_REQUIREMENT:_ Entries follow. Set all of them down as they stand.

_SOURCE RECORDS:_
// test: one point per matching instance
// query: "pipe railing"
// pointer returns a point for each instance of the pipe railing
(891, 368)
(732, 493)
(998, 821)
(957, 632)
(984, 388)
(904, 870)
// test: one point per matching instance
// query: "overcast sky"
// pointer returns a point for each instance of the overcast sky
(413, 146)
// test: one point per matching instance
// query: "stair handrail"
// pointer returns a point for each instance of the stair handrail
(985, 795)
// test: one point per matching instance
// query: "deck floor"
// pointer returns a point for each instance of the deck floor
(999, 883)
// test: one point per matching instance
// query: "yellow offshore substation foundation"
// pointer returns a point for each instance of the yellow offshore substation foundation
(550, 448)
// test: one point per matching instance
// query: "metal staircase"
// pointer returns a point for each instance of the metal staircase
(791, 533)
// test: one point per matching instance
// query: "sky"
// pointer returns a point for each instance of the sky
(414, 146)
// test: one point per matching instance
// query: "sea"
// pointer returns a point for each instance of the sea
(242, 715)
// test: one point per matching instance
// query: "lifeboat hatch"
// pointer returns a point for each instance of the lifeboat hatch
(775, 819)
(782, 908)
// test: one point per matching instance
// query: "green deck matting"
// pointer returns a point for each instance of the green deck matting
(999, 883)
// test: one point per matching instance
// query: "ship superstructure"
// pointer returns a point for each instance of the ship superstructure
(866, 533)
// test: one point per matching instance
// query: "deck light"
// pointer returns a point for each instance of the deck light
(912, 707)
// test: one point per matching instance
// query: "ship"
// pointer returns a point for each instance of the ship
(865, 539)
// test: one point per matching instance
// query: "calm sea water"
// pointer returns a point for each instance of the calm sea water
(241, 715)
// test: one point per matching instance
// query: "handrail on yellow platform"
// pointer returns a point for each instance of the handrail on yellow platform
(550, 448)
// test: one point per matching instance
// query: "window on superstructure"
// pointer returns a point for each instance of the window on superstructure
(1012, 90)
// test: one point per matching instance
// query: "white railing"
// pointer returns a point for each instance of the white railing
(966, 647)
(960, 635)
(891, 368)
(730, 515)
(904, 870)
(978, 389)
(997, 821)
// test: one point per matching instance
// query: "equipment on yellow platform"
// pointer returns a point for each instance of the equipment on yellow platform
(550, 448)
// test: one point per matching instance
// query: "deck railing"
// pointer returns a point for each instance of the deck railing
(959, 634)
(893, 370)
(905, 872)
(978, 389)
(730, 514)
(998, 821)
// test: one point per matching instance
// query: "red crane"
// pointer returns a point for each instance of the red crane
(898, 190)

_TASK RESULT:_
// test: one point per matching instance
// query: "pipe railing"
// pointer returns a point for each instance of the pipe railing
(891, 368)
(732, 493)
(998, 821)
(957, 632)
(984, 388)
(904, 870)
// test: one point per matching instance
// query: "overcast sky"
// pointer returns a point for each instance of the overcast sky
(413, 146)
// test: one point per matching instance
// query: "stair handrail"
// pointer returns a point for each instance of the stair handrail
(985, 795)
// test: one point per matching instance
// query: "deck floor"
// pointer returns a point for each instance of the deck floor
(999, 883)
// test: one point per matching instance
// query: "yellow offshore substation foundation"
// pointer returns a point for each instance of the yellow offshore substation foundation
(550, 448)
// test: one point per matching instance
// query: "metal staircase"
// pointer returns a point for each instance of the metal staircase
(791, 533)
// test: one point per matching instance
// query: "sky"
// pointer returns a point for each instance of the sky
(414, 146)
// test: one point per matching instance
// query: "sea"
// pointer returns a point for each instance of the sea
(242, 715)
// test: one point per matching instance
// query: "lifeboat hatch"
// pointer returns a point for each instance of the lifeboat hatch
(775, 819)
(782, 908)
// test: one point per matching instance
// query: "green deck matting"
// pointer returns a point for each instance of the green deck matting
(999, 883)
// test: one point per matching instance
// query: "ship superstructure"
// pointer returns a point for each instance of the ship superstructure
(866, 533)
// test: one point per matching instance
// query: "deck light"
// pointer returns a point for each instance of the deck light
(912, 707)
// test: one point per matching instance
// query: "ship"
// pointer returns a point for each instance of the ship
(865, 539)
// test: one point per matching instance
// query: "calm sea water"
// pointer returns a point for each instance of the calm sea water
(241, 715)
// test: one point per matching instance
// query: "handrail on yellow platform"
// pointer returns a point for each instance of the handrail on yellow platform
(550, 448)
// test: one point per matching instance
// query: "window on superstructure"
// pointer returns a point for each instance of the window on superstructure
(1012, 90)
// test: one point per matching instance
// query: "white railing"
// pointer returns a point for each instance of the white railing
(966, 647)
(960, 635)
(891, 368)
(730, 515)
(904, 870)
(978, 389)
(997, 821)
// test: one point per matching instance
// query: "equipment on yellow platform"
// pointer returns a point for each instance of the equipment on yellow platform
(550, 448)
// test: one point per matching instance
// query: "deck railing"
// pointer returns a point for each instance of the deck railing
(959, 634)
(893, 370)
(905, 872)
(978, 389)
(730, 514)
(998, 821)
// test: one point per matching instance
// query: "red crane"
// pointer returns a point for each instance of the red crane
(898, 190)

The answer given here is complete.